§ WHAT YOU ARE ASKED TO DO
Please set down the records exactly, keeping every line.

(Stored items)
--------------------------------
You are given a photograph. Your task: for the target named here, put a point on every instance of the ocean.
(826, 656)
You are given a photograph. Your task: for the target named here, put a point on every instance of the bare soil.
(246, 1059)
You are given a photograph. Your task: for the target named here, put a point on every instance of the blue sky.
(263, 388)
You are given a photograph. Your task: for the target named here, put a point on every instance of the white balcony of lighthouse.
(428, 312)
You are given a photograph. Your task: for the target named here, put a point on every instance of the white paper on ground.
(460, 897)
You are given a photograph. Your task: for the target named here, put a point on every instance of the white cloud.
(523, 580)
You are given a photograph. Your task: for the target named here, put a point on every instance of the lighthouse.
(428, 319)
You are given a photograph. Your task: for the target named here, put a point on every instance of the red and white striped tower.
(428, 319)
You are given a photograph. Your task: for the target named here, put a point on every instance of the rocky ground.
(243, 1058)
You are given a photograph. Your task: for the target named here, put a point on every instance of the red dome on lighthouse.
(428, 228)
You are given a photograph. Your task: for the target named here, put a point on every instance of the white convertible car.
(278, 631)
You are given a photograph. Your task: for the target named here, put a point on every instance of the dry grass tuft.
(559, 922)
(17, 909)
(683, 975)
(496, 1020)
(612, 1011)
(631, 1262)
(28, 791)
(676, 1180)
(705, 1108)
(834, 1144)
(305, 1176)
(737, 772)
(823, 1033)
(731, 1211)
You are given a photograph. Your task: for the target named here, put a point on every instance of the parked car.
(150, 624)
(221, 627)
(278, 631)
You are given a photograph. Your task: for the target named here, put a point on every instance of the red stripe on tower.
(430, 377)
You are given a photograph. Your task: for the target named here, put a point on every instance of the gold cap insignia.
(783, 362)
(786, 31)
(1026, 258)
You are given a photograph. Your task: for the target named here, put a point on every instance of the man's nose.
--------------------------------
§ YOUR SOLUTION
You are given a photograph. Your task: for the target named here, put a point on every instance of the ocean.
(826, 656)
You are given a photograph. Your task: for the target named here, put a point on every instance of the bare soil.
(246, 1059)
You are given a photograph. Your task: for the target named here, put a point on every instance of the blue sky.
(263, 388)
You are given a photograph. Your task: for the target named here, put a point on every instance of the white balcony of lighthouse.
(428, 312)
You are given a photograph. Your task: for the target named here, put a point on every instance of the white paper on ground.
(460, 897)
You are given a photograph. Your task: for the target named here, put a point on every instance of the white cloud.
(523, 580)
You are given a photograph. Your task: for the target named here, put a point on every instance of the lighthouse.
(428, 319)
You are given a photograph. Your task: for the target named here, put a point on every instance of the red and white striped tower.
(428, 319)
You are given a photograph. Your task: for the target named here, put a point on every instance of the rocky ground.
(243, 1058)
You are given a photograph. Your task: for the target named here, put a point on every instance of the red dome on lighthouse.
(428, 228)
You are given a photograph. Your task: for the target named here, put a point on every instance of the white convertible car.
(278, 631)
You are given a photograph. Your task: for the target named here, put a point on every instance of the dry grass tuft.
(559, 922)
(17, 909)
(683, 975)
(496, 1020)
(612, 1011)
(631, 1262)
(28, 791)
(676, 1180)
(705, 1108)
(834, 1144)
(305, 1176)
(737, 772)
(823, 1033)
(731, 1211)
You are given a photograph. Your task: for the target named here, put a point on every instance of the parked car.
(150, 624)
(221, 627)
(278, 631)
You are given a photograph. Your task: for the target named here, put a point on every instance of the red stripe on tower.
(430, 377)
You are given a photograph. Your task: for the target named here, put a point on every instance of the gold cap insignia.
(783, 362)
(786, 31)
(1026, 258)
You are given a photograph. Your task: for the target named here, put a point on every instance of the man's nose.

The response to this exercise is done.